According to the passage on CRS cut-offs, why can a category-based round push the cut-off either up or down?

● **Document section**
· · ·
Those contrasts can be useful for candidates trying to interpret headlines about high or low CRS scores. A PNP cut-off reflects the presence of nominations and the profile of the invited group, while a Canadian Experience Class cut-off reflects the distribution of candidates meeting that program’s criteria.
Category-based rounds, including the February 19 physicians draw, add another layer by restricting selection to candidates who meet the category definition. That can move the cut-off in either direction, depending on how many profiles qualify and how strong their CRS scores are.
IRCC described the February 19 draw as only the second category-based round of 2026 and the ninth overall. Even so, the government’s February 18 announcement framed category-based invitations as an increasingly central part of the year’s selection approach.
The minister’s announcement said category-based rounds will comprise “well over half” of ITAs. The statement signalled a selection model in which IRCC continues to run multiple draw types, with targeted categories playing a larger role in who receives invitations.
· · ·
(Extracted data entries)
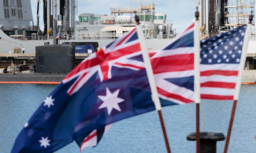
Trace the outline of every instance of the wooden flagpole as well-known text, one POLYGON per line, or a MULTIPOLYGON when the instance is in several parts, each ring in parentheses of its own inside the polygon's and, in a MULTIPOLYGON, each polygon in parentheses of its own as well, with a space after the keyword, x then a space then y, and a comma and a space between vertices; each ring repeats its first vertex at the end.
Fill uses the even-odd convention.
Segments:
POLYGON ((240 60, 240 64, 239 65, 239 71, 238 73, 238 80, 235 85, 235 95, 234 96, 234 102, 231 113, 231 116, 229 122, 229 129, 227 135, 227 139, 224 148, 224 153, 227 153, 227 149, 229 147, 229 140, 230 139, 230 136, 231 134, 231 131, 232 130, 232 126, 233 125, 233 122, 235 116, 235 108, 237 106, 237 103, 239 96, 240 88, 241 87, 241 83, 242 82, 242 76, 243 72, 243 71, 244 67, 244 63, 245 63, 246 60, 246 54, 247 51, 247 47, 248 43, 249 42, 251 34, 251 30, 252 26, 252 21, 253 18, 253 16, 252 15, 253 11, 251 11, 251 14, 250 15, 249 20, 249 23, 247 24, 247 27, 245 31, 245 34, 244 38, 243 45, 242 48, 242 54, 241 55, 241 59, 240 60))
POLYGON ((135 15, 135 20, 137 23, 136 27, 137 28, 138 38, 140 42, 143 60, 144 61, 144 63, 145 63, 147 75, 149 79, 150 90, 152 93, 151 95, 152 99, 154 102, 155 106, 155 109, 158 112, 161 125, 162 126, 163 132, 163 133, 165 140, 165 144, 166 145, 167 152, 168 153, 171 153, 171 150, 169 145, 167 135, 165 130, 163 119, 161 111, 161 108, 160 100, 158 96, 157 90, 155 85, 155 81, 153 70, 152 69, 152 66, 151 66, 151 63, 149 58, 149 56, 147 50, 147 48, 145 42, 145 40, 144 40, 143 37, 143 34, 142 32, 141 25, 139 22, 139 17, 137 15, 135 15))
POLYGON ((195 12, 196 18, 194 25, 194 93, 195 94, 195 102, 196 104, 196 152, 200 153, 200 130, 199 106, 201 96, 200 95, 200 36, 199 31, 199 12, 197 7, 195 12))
· · ·
● **Your response**
A category-based round limits selection to candidates who meet the category definition. Whether the cut-off rises or falls then depends on how many profiles qualify and how strong their CRS scores are.